EXTRACT Block Start
Sunday, July 8, 2012

Hello ER

Yesterday evening, I called the hospital to put a page into the pain clinic doctor. The hospital wasn't able to do that because he wasn't in the hospital network to take calls when not on duty. I then called the pain clinic itself, knowing that they were closed until Monday morning. I left a message for them to hear first thing Monday morning.

When I woke up this morning, I couldn't take the pain any longer...just couldn't because I was up to a 9.5...so I went to the emergency room.

According to the ER doctor, the oral pain Dilaudid I've been taken at home is the strongest they have. Because that wasn't touching the pain at all, they gave me the same thing but in the form of a shot. He also gave me an extender. Boy did it make me feel loopy right away. Hold onto the side of the bed rails kind of loopy. I thought a piece of fuzz on the sheet was a bug crawling. I thought the paper on my bed was moving. My husband assured me neither of those things were happening. The ER doc called the pain clinic doc and he said to come see him the beginning of the week. He put me on a steriod med dose pack to start today. The ER doc also referred me to an orthopedics. Back home we went.

I went right to bed and slept sound for 3 hours. The pain woke me up...oh no, the shot has worn off and I'm right back to where I started this morning. I took the steroids, making believe dinner was breakfast. I'll take 2 after my "lunch" which will be a late snack, then 2 more before bed.  

They concluded that another nerve in my spine must be inflamed from the new injection at the pain clinic. A dear friend told me that after I have the whipple surgery, it will be nothing compared to all the pain I've had with this degenerative spinal stenosis and sicata "stuff". It can't be worse, that's for sure!

Patience grasshopper...somehow all of this will work out.

By the way, the nurse I had at the ER was the same one I had when I went into the hospital thinking that I was going to have my gallbladder removed on April 23rd. She asked how everything turned out at UVA. After telling her of my diagnosis, she actually kissed me on the cheek.

4 comments:

Nancella said...

OH Sharon ,how much more pain can you take? It's not fair that you have to endure all this PAIN and of course the THING...........I pray each night that you can sleep thru the pain, but it sounds so intense. Hopefully you can get some relief from somebody. I will double dose my prayers for you tonight. Hopefully God has his listening ears open. Be strong!
EXTRACT Block End
_PROMPT 1_.
Can you extract the passage of the ER visit post between "Patience grasshopper...somehow all" and "Nancella said...", inclusive?
_PROMPT 2_.
Would you extend the ER visit post from its final line onward?
These entries stand apart from the ER visit post.
DATA SHOWN Block Start
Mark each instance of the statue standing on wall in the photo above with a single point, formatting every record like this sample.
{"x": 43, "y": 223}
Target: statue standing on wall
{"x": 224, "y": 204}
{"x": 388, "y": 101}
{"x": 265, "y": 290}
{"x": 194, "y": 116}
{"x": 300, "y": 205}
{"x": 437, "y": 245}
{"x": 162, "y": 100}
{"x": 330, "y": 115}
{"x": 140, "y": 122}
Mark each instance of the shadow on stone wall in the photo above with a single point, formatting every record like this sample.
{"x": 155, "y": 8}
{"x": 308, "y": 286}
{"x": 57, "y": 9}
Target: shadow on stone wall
DATA SHOWN Block End
DATA SHOWN Block Start
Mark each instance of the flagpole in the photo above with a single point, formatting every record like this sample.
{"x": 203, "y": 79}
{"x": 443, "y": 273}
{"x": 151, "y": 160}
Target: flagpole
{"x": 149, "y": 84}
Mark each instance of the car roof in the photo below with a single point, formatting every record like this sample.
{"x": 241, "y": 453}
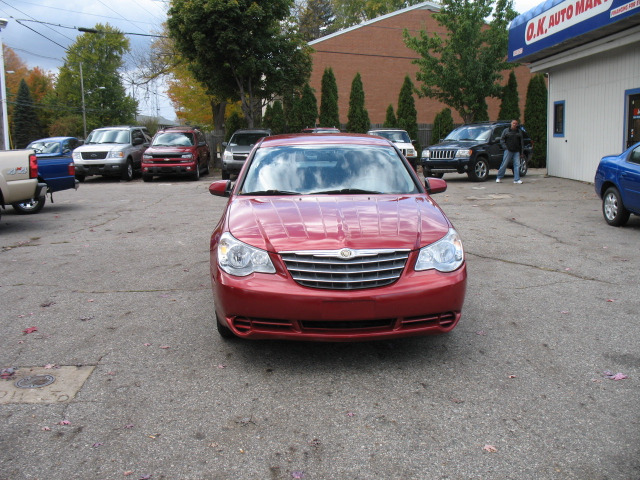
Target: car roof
DATA SHOWN Block End
_EXERCISE RESPONSE 1_.
Patience grasshopper...somehow all of this will work out.

By the way, the nurse I had at the ER was the same one I had when I went into the hospital thinking that I was going to have my gallbladder removed on April 23rd. She asked how everything turned out at UVA. After telling her of my diagnosis, she actually kissed me on the cheek.

4 comments:

Nancella said...

_EXERCISE RESPONSE 2_.
Kelli T. said...

Sharon -

Any other time, being a "9.5" would be pretty awesome . . . I'm thinking Bo Derek, she was a "10", right? Unfortunately, this isn't even a "9.5" that you can enjoy! In my eyes, you are beyond a "10" - you are beautiful on the outside, you are beautiful on the inside, and you are beautiful in the way that you have done battle with this "thing" the last several months. Yes, in my mind, you far exceed a "10" . . . and that's a wonderful thing! Smile if you can, if only for a brief second right now, and take comfort in knowing that your blog-followers are thinking of you and praying for you and Butch.

Love,
Kelli

Irene said...

Hi Sharon, As I whispered my prayers this morning you were in my thoughts in a strong way. After reading your blog, I know why. I can't tell you to stay strong because you already are; I can't say look to the future because you already do; I can't encourage you to have positive thoughts because you already rejoice in life; but I can say I love you, I admire you, and I am blessed by you. Continue on, my friend, continue on.

Kelli T. said...

Sharon -

As I clean up around the house today, I'm inspired by the "Shrink" song and video that Catoctin's awesome staff did for you a while back - I'm cleaning and singing/humming "shrink shrink shrink . . . shrink shrink shrink . . . SHRINK THAT PAIN . . . SHRINK THAT PAIN!!" I hope it's working!!!